▸ THE PROBLEM:
Could you rescale everything in the data from the line containing "Thank you for the photo. Could you tag the jacket collar" down to the end of the data, writing out every line again with each answer coordinate multiplied by 0.95 and rounded to a whole number, halves rounded up? Leave the sample coordinate pairs as they are.

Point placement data
****************************************

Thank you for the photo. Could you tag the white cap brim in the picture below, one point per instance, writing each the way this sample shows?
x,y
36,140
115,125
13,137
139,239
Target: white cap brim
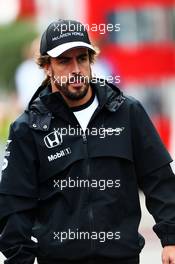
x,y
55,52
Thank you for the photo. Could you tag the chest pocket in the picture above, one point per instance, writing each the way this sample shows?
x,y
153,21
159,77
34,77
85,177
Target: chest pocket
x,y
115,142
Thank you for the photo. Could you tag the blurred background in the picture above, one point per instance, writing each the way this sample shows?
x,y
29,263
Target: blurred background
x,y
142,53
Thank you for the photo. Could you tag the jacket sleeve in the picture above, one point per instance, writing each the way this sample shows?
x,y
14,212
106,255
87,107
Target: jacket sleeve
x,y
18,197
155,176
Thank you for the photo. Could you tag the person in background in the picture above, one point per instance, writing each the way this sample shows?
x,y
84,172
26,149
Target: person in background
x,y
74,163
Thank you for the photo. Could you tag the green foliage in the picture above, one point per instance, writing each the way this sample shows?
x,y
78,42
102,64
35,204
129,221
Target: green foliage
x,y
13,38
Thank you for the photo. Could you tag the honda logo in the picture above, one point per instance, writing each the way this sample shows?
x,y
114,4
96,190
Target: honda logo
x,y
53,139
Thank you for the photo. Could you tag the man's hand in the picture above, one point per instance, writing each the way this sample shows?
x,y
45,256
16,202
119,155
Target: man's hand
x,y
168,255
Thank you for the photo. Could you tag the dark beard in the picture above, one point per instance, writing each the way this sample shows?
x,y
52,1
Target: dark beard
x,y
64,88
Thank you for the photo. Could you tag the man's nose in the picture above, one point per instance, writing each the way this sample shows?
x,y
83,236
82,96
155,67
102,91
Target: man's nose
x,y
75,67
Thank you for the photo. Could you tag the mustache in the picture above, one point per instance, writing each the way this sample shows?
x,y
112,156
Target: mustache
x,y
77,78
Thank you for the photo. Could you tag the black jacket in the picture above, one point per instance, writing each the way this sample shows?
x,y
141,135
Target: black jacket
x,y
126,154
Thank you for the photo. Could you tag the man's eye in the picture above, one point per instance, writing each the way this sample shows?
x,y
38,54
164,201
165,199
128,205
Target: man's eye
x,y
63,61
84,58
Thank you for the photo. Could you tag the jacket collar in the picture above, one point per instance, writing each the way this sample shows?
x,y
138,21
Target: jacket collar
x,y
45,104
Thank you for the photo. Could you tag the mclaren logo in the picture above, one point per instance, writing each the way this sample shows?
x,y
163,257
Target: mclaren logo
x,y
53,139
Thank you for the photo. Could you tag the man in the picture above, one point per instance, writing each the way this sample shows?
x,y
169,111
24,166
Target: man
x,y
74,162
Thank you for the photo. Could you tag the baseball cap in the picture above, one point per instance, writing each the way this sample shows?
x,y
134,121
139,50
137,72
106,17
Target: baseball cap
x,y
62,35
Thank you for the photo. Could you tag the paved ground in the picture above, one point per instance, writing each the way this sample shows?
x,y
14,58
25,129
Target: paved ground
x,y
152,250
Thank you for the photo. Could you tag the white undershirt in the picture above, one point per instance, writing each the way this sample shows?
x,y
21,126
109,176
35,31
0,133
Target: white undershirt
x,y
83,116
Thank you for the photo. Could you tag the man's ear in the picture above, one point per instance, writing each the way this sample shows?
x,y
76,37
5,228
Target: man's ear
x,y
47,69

****************************************

▸ REPLY TO THE TASK:
Thank you for the photo. Could you tag the jacket collar in the picture above, one point per instance, writing each the way this sample shows?
x,y
138,21
Target: jacket collar
x,y
43,99
Thank you for the photo. Could you tag the mclaren logo in the picture above, one point per instance, writing each the way this sample shows?
x,y
163,257
Target: mclaren logo
x,y
50,132
Thank you for the photo. Could you tag the man in the picture above, one point per instance, writing each the way this sample shows?
x,y
169,111
24,166
Target: man
x,y
70,154
Thank you for the photo. Could you tag the baseball cap in the picture above, one point per instance, writing each the way this sample shows?
x,y
134,121
139,50
137,72
106,17
Target: baseball cap
x,y
59,33
Thank you for the photo. Could you tag the paved ground in the picture above, one point per instance, writing each the way this sample shows?
x,y
14,58
25,129
Target: paved ground
x,y
144,238
Thank you for the photo. Could you tag the white undershirt in the picture above, one point per instance, writing each the way this sample shows?
x,y
21,126
109,176
35,31
0,133
Target: white undershirt
x,y
79,110
Thank you for the photo. Could you tag the man's ear in the picture above, one point per instance, writing each the way this sample shows?
x,y
76,37
5,228
Target: man's ear
x,y
45,66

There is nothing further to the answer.